- _Selected text_:
START
Mike Riley’s California roots came in handy with Lamar Jackson, right, as the Huskers secured a commitment from the state’s No. 13 player the day before National Signing Day. Jackson was a consensus four-star prospect and Rivals' 76th-ranked player nationally. He was also the highest-rated prospect from California that NU has signed since at least 2002, as far back as the recruiting rankings go.
Eric Lee, a consensus four-star cornerback, committed to the Huskers from Highlands Ranch (Colorado) Valor Christian as Rivals' 119th-ranked player nationally and the No. 1 prospect from Colorado.
Highland (Ill.) High School offensive lineman Tanner Farmer was Rivals' 82nd-ranked player and a four-star by most recruiting services. Farmer has developed into a key cog on NU's offensive line.
Terrell Newby was a consensus four-star running back out of Los Angeles Chaminade High School and Rivals' 75th-ranked player nationally. Newby rushed for 2,239 yards in his career, finishing 23rd on Nebraska's career rushing list.
END
- _Point annotation dataset rows_:
START
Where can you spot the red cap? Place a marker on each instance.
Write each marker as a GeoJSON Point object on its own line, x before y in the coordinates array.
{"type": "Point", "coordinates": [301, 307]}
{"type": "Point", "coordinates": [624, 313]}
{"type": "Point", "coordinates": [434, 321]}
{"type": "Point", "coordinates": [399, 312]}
END
- _Objective_: Tell whether each statement agrees with the text on Husker recruits, answering yes or no and quoting the words from it that settle the matter: (a) Eric Lee was the top prospect from Colorado. (b) Tanner Farmer played running back. (c) Terrell Newby finished 23rd on Nebraska's career rushing list.

- _Solution to this task_:
(a) Yes: "the No. 1 prospect from Colorado."
(b) No: "offensive lineman Tanner Farmer"
(c) Yes: "finishing 23rd on Nebraska's career rushing list."